Short task: Continue the comment thread below about Harvard and elite colleges, starting after its last comment.

Passage shown:
## START

Please allow me to introduce you to Ms. Faust’s intern, Ms. D. M. Glampers, who has some exciting – Dare I say radical? – new ideas on that front. Progress!
I try to avoid references to Harrison Bergeron, lest they become overwhelming.
“Good as anyone else,” said George.
It’s so simple. Make Harvard an all-female school. Why has the obvious not even been discussed?
(To be safe, Yale too, but Yale gets a waiver until your son graduates.)
My son’s at MIT, and he’s graduating in a month anyway. Screw it. Skirts for everyone!!!
Oops, dreadful mistake to confuse Yale and MIT. Deepest apologies.
You can never be forgiven for the blood libel.
Skirts? SKIRTS!?
How cis-dextro-heteronormative of you. You…you patriarchist!
Darn it. There I go again!
Perhaps sans-culottes then? But only if Catherine Fouquier-Lhamon runs the tribunal.
Lhamon and sans-culottes in the same comment. Well. That’s a first.
“…within the most elite college that ever existed.”
Maybe my memory is playing tricks on me, but circa 1990 lots of people connected with Harvard were aware that the times they are a changin’. There was a major push against the final clubs, even then. Being seen as elite was losing its cachet — MIT was damn right to flaunt its more egalitarian culture. Harvard was super-generous in its financial aid (to me), and, if I understand correctly, has become more generous to poor/middle-income families since then. And right now alumni are voting on candidates for the Board of Overseers, and there’s a slate (Free Harvard/Fair Harvard) which some believe might make Harvard less elite (trying to be neutral here, I don’t think of myself as a partisan). So, I’m with you, power goes where it wants to go, but I think a case can be made that the power-guys have been aware for quite a while that it’s in their interest to share some.
I wouldn’t mind having some of that wealth shared, come to think of it… A zero or two on the tail-end of my bank-account balance would come in right handy…
And congrats (in advance) to your son!

## END

Entries shown:
## START

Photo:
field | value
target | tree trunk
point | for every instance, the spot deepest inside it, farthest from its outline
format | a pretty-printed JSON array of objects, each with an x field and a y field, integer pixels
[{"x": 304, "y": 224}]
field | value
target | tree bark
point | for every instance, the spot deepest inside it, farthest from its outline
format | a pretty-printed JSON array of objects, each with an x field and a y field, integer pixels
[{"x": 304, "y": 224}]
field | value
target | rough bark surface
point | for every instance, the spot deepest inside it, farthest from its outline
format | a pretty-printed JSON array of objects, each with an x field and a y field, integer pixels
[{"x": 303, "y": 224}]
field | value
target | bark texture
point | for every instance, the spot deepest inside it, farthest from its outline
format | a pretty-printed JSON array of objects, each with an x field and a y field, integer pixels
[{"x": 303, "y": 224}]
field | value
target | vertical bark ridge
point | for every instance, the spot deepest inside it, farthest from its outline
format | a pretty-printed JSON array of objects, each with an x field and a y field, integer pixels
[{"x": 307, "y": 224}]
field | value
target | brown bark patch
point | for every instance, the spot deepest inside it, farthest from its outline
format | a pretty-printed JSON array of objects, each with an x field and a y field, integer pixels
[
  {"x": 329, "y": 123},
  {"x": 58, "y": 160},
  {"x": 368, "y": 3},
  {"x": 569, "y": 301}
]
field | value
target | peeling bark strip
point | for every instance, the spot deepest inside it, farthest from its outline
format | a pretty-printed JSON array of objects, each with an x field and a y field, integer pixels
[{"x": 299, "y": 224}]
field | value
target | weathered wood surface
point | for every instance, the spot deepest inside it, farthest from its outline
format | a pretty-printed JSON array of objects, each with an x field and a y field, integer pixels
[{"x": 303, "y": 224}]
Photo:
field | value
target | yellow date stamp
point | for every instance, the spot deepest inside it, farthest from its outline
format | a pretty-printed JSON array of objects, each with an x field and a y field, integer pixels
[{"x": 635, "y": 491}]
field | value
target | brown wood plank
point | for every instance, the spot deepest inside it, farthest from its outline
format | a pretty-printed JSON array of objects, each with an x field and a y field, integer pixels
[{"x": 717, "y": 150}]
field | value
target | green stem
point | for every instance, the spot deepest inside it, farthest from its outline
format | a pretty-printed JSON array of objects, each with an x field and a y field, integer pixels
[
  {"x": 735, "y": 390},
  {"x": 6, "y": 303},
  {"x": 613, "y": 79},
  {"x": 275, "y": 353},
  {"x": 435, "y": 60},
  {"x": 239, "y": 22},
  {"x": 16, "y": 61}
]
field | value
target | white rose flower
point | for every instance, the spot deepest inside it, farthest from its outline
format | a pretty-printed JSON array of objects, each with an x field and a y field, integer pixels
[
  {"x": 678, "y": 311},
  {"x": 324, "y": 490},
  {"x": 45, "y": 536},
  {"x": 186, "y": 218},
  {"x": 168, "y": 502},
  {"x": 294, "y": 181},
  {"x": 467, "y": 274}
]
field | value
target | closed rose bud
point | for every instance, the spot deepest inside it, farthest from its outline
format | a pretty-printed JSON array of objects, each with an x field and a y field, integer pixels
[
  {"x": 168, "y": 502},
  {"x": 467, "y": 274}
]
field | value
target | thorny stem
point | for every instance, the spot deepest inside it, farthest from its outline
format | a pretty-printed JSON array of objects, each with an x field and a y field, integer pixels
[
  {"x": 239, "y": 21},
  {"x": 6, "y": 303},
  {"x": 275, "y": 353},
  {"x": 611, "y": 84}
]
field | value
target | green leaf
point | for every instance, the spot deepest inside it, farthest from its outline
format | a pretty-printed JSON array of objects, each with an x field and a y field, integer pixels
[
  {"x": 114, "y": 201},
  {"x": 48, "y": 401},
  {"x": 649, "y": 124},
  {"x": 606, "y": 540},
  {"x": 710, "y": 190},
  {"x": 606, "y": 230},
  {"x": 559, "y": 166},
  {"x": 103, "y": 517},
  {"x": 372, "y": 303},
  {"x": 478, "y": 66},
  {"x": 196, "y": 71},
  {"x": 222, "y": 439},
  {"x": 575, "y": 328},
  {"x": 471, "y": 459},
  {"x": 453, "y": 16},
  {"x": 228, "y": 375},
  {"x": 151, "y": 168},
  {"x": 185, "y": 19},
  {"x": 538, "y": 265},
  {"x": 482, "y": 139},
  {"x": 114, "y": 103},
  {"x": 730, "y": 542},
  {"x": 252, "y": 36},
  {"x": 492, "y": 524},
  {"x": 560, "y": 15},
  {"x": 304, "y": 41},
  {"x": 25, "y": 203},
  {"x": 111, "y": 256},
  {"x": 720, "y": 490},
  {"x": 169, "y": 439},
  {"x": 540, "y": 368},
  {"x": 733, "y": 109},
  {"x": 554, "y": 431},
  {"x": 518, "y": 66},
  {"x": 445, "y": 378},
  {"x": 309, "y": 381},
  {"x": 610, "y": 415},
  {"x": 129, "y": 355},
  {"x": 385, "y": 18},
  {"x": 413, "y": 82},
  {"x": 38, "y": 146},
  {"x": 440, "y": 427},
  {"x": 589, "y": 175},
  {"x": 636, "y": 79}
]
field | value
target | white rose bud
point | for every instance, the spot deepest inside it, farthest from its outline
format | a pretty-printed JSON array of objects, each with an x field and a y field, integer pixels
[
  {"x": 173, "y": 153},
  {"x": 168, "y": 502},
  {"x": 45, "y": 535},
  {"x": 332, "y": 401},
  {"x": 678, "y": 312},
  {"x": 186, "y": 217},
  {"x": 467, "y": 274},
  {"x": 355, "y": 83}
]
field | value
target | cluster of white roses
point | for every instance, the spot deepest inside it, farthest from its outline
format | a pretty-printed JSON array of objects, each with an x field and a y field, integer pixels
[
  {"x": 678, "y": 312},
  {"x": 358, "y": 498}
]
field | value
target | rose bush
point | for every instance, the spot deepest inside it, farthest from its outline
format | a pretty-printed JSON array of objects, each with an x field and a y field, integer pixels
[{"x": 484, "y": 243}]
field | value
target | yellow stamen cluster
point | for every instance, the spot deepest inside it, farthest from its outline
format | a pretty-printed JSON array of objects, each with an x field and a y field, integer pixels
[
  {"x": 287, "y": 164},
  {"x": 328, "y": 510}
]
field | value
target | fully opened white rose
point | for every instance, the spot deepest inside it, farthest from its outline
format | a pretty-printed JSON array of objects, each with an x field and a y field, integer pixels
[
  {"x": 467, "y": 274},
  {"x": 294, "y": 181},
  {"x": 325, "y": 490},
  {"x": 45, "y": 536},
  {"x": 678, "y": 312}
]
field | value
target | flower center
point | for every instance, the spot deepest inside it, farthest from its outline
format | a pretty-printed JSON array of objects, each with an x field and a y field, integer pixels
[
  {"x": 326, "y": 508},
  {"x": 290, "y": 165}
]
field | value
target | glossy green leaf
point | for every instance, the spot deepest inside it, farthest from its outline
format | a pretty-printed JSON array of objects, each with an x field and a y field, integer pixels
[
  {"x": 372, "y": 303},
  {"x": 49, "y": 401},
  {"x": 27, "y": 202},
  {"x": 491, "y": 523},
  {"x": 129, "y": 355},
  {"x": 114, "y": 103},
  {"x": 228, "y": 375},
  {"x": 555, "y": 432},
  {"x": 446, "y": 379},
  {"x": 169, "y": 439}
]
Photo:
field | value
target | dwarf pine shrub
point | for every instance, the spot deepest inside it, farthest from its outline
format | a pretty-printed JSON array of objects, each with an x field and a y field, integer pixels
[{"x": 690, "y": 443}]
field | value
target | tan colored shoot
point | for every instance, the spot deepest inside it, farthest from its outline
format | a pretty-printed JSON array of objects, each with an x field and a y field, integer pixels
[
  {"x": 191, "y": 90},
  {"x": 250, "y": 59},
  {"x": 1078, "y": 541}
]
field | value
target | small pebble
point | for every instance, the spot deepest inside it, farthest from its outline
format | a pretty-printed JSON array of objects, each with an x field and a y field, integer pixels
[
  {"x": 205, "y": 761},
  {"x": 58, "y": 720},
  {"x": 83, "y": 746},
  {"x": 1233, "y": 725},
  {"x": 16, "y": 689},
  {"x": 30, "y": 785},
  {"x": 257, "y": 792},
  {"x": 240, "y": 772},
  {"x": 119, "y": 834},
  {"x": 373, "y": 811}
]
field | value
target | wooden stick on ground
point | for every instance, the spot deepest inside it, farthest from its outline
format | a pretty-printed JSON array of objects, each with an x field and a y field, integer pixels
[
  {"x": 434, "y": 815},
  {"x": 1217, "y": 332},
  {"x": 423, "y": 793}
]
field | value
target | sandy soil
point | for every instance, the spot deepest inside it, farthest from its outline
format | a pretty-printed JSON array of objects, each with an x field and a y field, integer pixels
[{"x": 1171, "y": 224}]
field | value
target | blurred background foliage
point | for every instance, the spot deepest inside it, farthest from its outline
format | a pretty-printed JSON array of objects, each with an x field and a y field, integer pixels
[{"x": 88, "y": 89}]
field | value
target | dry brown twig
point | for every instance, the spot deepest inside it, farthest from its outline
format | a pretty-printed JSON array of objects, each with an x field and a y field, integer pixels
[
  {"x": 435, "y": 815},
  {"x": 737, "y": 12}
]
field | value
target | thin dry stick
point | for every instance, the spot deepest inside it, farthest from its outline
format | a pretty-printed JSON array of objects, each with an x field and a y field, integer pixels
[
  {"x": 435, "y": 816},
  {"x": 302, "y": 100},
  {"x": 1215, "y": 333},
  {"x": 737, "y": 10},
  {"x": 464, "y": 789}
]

## END

Result of this task:
It’s a curious thing about Harvard wanting to be more egalitarian because it seems like such a fair and progressive thing to do. Just change the name to Joe’s College on Mass Ave., let anyone in, and become egalitarian.
Except, then it would cease to matter. It exists to be elite. That’s why all the smart kids want to go there. It just wants to pretend otherwise, which, if Harvard was nearly as thoughtful as it’s supposed to be, should be obviously impossible, counterproductive and ridiculous. The irony is that there’s nothing wrong with being elite. It’s the silliness of retaining that elitist charm while trading in one’s topsiders for birkenstocks (or whatever limo libs where these days).
And thanks.
I heard they were also going to eliminate the football team, because when football no longer dominates the airwaves, co-ed disc golf will finally take its place as America’s pastime.
If they had any balls at all, they would just make the football team coed. What’s a win compared to equality?
And even if they don’t win, they can all enjoy a nice Pabst Participation Ribbon afterward and consensual sex in the locker room. (Stole that PBR joke from someone on the twitters this morning.)